Written instruction: Can you copy every line of the records below verbatim, leaving out the pictures?

(Labeled-object pointing entries)

____

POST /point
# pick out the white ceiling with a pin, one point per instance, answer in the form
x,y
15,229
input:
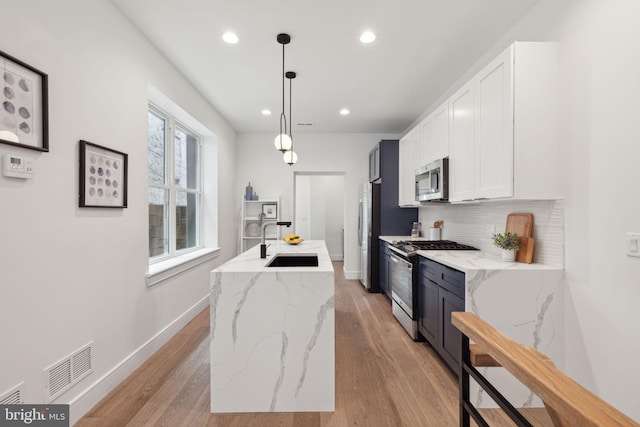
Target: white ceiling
x,y
422,48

____

Solution below:
POST /point
# pick out the white ceiling with a pin, one point per instance, answer in the form
x,y
15,229
input:
Target: white ceiling
x,y
422,48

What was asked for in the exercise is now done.